**Task instructions:** Pull out every line in the listing that contains the word "chair", matching case exactly.

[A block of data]
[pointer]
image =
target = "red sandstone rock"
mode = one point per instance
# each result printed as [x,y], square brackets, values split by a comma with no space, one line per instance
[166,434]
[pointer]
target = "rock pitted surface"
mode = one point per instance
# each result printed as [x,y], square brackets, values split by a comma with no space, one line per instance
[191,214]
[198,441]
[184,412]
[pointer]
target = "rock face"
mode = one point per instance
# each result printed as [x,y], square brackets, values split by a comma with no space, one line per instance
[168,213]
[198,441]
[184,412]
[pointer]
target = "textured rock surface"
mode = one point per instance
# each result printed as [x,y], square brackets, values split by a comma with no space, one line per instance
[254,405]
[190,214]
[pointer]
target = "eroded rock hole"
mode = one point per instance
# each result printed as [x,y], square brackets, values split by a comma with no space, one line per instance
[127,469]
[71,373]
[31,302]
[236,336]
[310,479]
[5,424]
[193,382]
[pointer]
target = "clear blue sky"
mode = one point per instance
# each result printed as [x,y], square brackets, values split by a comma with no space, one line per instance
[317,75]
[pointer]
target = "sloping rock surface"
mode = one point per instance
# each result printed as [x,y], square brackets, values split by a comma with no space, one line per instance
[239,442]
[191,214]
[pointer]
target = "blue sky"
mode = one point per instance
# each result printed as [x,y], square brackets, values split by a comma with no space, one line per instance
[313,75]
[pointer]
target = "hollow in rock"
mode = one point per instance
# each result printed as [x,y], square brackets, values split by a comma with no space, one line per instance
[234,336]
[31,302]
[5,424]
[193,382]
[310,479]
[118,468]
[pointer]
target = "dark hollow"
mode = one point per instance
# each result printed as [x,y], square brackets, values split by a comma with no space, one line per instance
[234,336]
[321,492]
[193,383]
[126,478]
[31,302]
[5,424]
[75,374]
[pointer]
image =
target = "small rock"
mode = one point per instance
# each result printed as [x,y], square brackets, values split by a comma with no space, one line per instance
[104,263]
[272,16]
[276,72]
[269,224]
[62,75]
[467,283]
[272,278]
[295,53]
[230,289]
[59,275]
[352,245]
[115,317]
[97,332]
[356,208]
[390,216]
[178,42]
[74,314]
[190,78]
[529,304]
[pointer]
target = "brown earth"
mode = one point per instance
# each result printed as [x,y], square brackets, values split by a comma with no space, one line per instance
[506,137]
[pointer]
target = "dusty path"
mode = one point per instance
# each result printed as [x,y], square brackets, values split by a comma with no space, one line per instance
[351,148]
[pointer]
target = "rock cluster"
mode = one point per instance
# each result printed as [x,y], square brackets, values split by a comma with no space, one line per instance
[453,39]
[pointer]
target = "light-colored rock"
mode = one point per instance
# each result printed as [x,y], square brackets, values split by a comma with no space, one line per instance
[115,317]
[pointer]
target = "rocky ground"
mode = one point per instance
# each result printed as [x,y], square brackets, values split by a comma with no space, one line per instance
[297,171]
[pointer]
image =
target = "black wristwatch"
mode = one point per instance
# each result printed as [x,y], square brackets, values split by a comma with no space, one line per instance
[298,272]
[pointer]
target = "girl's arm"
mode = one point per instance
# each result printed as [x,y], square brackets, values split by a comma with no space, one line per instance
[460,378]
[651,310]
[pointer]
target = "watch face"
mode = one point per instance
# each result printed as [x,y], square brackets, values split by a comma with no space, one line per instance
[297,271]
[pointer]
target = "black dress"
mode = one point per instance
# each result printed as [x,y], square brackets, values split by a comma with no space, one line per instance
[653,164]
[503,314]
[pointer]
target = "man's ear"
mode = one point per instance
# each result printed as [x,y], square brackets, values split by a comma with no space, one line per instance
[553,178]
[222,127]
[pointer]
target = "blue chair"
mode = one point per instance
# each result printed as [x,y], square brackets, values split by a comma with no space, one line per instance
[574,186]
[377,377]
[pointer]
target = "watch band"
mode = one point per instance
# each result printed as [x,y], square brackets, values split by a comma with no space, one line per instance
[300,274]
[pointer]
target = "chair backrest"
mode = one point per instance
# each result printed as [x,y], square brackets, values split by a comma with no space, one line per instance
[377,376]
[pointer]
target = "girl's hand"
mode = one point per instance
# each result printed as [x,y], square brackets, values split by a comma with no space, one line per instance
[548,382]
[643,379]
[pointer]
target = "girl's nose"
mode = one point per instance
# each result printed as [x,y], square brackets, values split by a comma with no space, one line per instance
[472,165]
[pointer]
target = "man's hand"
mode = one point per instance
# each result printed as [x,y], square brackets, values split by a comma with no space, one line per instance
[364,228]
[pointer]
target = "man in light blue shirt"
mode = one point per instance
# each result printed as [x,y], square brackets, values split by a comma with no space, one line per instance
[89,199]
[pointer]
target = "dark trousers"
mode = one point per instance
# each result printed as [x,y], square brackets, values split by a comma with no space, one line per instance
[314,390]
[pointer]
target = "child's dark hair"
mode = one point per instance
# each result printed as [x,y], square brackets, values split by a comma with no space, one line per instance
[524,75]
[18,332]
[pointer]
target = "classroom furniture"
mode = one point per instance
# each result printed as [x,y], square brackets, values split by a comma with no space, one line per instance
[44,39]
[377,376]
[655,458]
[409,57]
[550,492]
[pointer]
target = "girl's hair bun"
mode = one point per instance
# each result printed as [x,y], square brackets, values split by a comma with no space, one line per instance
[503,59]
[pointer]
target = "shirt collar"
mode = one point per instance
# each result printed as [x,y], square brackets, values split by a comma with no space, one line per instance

**Exercise solution:**
target = "blue chair"
target = "chair backrest"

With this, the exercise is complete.